TASK GOAL:
Put every line of the material below into a numbered list, leaving out any blank lines.

TASK INPUTS:
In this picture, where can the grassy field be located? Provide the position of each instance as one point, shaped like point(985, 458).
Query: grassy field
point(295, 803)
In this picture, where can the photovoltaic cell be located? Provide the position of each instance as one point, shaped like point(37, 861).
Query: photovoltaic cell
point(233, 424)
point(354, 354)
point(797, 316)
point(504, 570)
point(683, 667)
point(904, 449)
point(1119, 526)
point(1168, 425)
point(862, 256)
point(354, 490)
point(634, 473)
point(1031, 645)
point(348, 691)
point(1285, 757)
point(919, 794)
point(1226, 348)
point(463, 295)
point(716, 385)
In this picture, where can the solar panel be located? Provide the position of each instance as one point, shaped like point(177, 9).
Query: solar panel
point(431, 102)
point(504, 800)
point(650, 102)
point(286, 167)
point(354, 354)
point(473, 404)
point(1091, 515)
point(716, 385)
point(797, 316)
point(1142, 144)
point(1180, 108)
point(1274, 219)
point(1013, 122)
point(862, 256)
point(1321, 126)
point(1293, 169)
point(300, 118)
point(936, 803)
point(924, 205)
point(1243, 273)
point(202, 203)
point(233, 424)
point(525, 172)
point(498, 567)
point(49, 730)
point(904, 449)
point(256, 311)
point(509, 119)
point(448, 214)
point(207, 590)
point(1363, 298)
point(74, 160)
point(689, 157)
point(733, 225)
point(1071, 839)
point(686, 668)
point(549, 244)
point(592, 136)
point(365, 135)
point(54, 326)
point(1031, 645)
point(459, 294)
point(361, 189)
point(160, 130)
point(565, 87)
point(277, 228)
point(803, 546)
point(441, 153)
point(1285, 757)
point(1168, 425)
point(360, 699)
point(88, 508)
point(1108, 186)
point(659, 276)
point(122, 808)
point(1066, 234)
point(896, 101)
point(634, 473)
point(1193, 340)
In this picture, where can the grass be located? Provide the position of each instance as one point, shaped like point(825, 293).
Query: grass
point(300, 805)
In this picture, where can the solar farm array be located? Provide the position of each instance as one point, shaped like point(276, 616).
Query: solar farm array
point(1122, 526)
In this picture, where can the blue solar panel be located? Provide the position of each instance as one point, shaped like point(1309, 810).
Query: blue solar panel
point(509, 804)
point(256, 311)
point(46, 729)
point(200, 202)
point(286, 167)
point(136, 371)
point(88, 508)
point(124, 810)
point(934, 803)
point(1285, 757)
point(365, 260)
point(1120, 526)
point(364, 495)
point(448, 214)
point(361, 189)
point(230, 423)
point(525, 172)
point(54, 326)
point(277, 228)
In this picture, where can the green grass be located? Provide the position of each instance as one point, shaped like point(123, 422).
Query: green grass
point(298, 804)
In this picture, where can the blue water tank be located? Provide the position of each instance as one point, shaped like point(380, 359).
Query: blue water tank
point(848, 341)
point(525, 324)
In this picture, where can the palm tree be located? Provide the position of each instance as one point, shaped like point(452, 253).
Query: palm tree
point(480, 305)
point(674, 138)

TASK OUTPUT:
1. In this picture, where can the grassy field be located? Provide the position of each instance as one point, shaped like point(985, 458).
2. Query: grassy field
3. point(295, 803)
4. In this picture, where can the photovoltaic cell be located? Provide the position of each instance as one point, shaped like point(37, 861).
5. Query: photovoltaic cell
6. point(233, 424)
7. point(354, 354)
8. point(797, 316)
9. point(504, 570)
10. point(683, 667)
11. point(904, 449)
12. point(1119, 526)
13. point(1168, 425)
14. point(862, 256)
15. point(354, 490)
16. point(634, 473)
17. point(1031, 645)
18. point(348, 691)
19. point(1285, 757)
20. point(919, 794)
21. point(1226, 348)
22. point(463, 295)
23. point(716, 385)
24. In this picture, where can the solar panel be located? Provide the position of each instance as one point, shaped like point(177, 9).
25. Query: solar panel
26. point(431, 102)
27. point(504, 800)
28. point(650, 102)
29. point(286, 167)
30. point(354, 354)
31. point(473, 404)
32. point(1091, 515)
33. point(716, 385)
34. point(797, 316)
35. point(1142, 144)
36. point(1180, 108)
37. point(1274, 219)
38. point(1013, 122)
39. point(862, 256)
40. point(1321, 126)
41. point(1293, 169)
42. point(300, 118)
43. point(936, 803)
44. point(924, 205)
45. point(1243, 273)
46. point(202, 203)
47. point(233, 424)
48. point(525, 172)
49. point(498, 567)
50. point(49, 730)
51. point(904, 449)
52. point(256, 311)
53. point(509, 119)
54. point(448, 214)
55. point(207, 590)
56. point(1363, 298)
57. point(74, 160)
58. point(689, 157)
59. point(733, 225)
60. point(1071, 839)
61. point(686, 668)
62. point(549, 244)
63. point(592, 136)
64. point(365, 135)
65. point(54, 326)
66. point(1031, 645)
67. point(459, 294)
68. point(361, 189)
69. point(160, 130)
70. point(565, 87)
71. point(277, 228)
72. point(803, 546)
73. point(441, 153)
74. point(1285, 757)
75. point(1168, 425)
76. point(360, 699)
77. point(88, 508)
78. point(1108, 186)
79. point(659, 276)
80. point(122, 808)
81. point(1066, 234)
82. point(896, 101)
83. point(634, 473)
84. point(1193, 340)
85. In this picture, where can the grass be located? Provide the position of each instance as one point, shaped like point(825, 293).
86. Query: grass
87. point(300, 805)
88. In this picture, where can the solar farm array be located? Provide the position of each instance as one point, shaped like point(276, 616).
89. Query: solar farm array
90. point(1122, 526)
91. In this picture, where can the blue solar panel be located? Provide the position of each instance as one point, shaped like point(1309, 810).
92. Query: blue solar panel
93. point(509, 804)
94. point(256, 311)
95. point(46, 729)
96. point(200, 202)
97. point(286, 167)
98. point(136, 371)
99. point(88, 508)
100. point(124, 810)
101. point(934, 803)
102. point(1285, 757)
103. point(365, 260)
104. point(1120, 526)
105. point(364, 495)
106. point(448, 214)
107. point(361, 189)
108. point(230, 423)
109. point(525, 172)
110. point(54, 326)
111. point(277, 228)
112. In this picture, where can the green grass be located? Provide the position of each instance as one point, shaped like point(123, 422).
113. Query: green grass
114. point(298, 804)
115. In this picture, where can the blue water tank be located? Provide the position of each instance as one point, shaped like point(380, 359).
116. Query: blue water tank
117. point(848, 341)
118. point(525, 324)
119. In this picture, where can the palm tree be located? Provide the position of each instance as one point, shaped like point(452, 253).
120. Query: palm tree
121. point(480, 305)
122. point(674, 138)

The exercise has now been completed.